- Directions
Repeat the data exactly as it appears.

- Source data
= Beginning of Section =

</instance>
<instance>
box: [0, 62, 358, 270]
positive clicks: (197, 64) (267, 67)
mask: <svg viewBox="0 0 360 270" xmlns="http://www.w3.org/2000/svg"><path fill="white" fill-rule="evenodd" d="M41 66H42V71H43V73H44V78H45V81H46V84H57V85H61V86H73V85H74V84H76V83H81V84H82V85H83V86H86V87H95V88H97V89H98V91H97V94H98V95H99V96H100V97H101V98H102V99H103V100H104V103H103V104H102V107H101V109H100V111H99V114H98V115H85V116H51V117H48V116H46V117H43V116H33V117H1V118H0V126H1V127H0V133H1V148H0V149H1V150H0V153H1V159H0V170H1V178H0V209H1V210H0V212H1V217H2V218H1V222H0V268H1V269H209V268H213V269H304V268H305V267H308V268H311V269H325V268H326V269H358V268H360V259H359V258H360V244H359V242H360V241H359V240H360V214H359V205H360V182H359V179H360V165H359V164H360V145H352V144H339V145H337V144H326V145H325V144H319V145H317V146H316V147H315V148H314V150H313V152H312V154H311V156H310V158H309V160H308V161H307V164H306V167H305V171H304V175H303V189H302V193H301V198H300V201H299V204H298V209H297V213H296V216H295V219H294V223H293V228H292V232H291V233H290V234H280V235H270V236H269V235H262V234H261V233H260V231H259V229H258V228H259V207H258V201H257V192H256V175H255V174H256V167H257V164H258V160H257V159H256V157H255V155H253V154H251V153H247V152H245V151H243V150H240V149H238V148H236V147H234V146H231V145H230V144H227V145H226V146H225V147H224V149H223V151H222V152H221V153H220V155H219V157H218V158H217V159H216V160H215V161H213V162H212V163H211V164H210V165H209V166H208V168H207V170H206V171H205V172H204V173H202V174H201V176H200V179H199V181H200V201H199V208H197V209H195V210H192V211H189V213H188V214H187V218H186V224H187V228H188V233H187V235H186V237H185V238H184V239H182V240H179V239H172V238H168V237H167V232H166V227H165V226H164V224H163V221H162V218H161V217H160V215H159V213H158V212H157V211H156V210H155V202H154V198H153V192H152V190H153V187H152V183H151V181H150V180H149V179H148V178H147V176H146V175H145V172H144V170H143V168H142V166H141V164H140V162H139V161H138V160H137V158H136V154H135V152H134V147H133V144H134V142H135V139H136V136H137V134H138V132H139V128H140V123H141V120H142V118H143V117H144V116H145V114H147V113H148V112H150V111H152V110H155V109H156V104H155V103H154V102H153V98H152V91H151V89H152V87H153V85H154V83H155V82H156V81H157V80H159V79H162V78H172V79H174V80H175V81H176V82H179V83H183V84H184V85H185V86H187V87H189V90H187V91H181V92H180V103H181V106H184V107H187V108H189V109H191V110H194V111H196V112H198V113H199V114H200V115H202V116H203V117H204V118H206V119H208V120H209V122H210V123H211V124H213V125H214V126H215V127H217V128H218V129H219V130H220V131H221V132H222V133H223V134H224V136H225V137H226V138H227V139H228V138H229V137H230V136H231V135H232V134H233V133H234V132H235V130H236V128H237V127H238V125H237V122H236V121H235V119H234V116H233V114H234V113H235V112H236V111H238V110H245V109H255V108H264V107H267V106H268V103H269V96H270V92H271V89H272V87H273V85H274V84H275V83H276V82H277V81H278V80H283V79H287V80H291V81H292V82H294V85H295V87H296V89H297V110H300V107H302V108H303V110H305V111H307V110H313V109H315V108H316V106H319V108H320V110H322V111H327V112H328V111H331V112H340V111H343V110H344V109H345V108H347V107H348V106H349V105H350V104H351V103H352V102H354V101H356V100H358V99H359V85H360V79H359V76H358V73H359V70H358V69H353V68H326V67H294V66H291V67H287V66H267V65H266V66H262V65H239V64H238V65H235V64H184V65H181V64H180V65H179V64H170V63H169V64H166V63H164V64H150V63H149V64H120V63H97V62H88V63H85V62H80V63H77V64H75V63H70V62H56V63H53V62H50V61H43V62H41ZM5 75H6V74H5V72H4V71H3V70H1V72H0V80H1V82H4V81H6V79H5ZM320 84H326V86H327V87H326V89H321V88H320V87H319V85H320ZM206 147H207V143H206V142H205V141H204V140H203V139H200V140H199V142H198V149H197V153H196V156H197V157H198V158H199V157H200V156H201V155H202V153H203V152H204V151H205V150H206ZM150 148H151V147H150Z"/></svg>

= End of Section =

- Exercise response
</instance>
<instance>
box: [0, 62, 358, 270]
positive clicks: (197, 64) (267, 67)
mask: <svg viewBox="0 0 360 270" xmlns="http://www.w3.org/2000/svg"><path fill="white" fill-rule="evenodd" d="M41 66H42V71H43V73H44V78H45V81H46V84H57V85H61V86H73V85H74V84H76V83H81V84H82V85H83V86H86V87H95V88H97V89H98V91H97V94H98V95H99V96H100V97H101V98H102V99H103V100H104V103H103V104H102V107H101V109H100V111H99V114H98V115H85V116H51V117H48V116H46V117H43V116H33V117H1V118H0V126H1V127H0V133H1V148H0V149H1V150H0V153H1V159H0V170H1V178H0V209H1V210H0V212H1V217H2V218H1V222H0V268H1V269H209V268H213V269H304V268H305V267H308V268H311V269H325V268H326V269H358V268H360V259H359V258H360V244H359V242H360V241H359V240H360V214H359V205H360V182H359V179H360V165H359V164H360V145H352V144H339V145H337V144H326V145H325V144H319V145H317V146H316V147H315V148H314V150H313V152H312V154H311V156H310V158H309V160H308V161H307V164H306V167H305V171H304V175H303V189H302V193H301V198H300V201H299V204H298V209H297V213H296V216H295V219H294V223H293V228H292V232H291V233H290V234H280V235H270V236H269V235H262V234H261V233H260V231H259V229H258V228H259V207H258V201H257V192H256V175H255V174H256V167H257V164H258V160H257V159H256V157H255V155H253V154H251V153H247V152H245V151H243V150H240V149H238V148H236V147H234V146H231V145H230V144H227V145H226V146H225V147H224V149H223V151H222V152H221V153H220V155H219V157H218V158H217V159H216V160H215V161H213V162H212V163H211V164H210V165H209V166H208V168H207V170H206V171H205V172H204V173H202V174H201V176H200V179H199V181H200V201H199V208H197V209H195V210H192V211H189V213H188V214H187V218H186V224H187V228H188V233H187V235H186V237H185V238H184V239H182V240H179V239H172V238H168V237H167V232H166V227H165V226H164V224H163V221H162V218H161V217H160V215H159V213H158V212H157V211H156V210H155V202H154V198H153V192H152V190H153V187H152V183H151V181H150V180H149V179H148V178H147V176H146V175H145V172H144V170H143V168H142V166H141V164H140V162H139V161H138V160H137V158H136V154H135V152H134V147H133V144H134V142H135V139H136V136H137V134H138V132H139V128H140V123H141V120H142V118H143V117H144V116H145V114H147V113H148V112H150V111H152V110H155V109H156V104H155V103H154V102H153V98H152V91H151V89H152V87H153V85H154V83H155V82H156V81H157V80H159V79H162V78H172V79H174V80H175V81H176V82H179V83H183V84H184V85H185V86H187V87H189V90H187V91H181V92H180V103H181V106H184V107H187V108H189V109H191V110H194V111H196V112H198V113H199V114H200V115H202V116H203V117H204V118H206V119H208V120H209V122H210V123H211V124H213V125H214V126H215V127H217V128H218V129H219V130H220V131H221V132H222V133H223V134H224V136H225V137H226V138H227V139H228V138H229V137H230V136H231V135H232V134H233V133H234V132H235V130H236V128H237V127H238V125H237V122H236V121H235V119H234V116H233V114H234V113H235V112H236V111H238V110H245V109H255V108H264V107H267V106H268V103H269V96H270V92H271V89H272V87H273V85H274V84H275V83H276V82H277V81H278V80H283V79H287V80H291V81H292V82H294V85H295V87H296V89H297V110H300V107H302V108H303V110H305V111H307V110H313V109H315V108H316V106H319V108H320V110H322V111H327V112H328V111H331V112H340V111H343V110H344V109H345V108H347V107H348V106H349V105H350V104H351V103H352V102H354V101H356V100H358V99H359V85H360V79H359V76H358V73H359V70H358V69H353V68H326V67H294V66H291V67H287V66H267V65H266V66H262V65H239V64H238V65H235V64H184V65H181V64H180V65H179V64H170V63H169V64H166V63H164V64H150V63H149V64H120V63H97V62H88V63H85V62H80V63H77V64H75V63H70V62H56V63H53V62H50V61H43V62H41ZM5 75H6V74H5V72H4V71H3V70H1V72H0V80H1V82H4V81H6V79H5ZM320 84H326V86H327V87H326V89H321V88H320V87H319V85H320ZM206 147H207V143H206V142H205V141H204V140H203V139H200V140H199V142H198V149H197V153H196V156H197V157H198V158H199V157H200V156H201V155H202V153H203V152H204V151H205V150H206ZM150 148H151V147H150Z"/></svg>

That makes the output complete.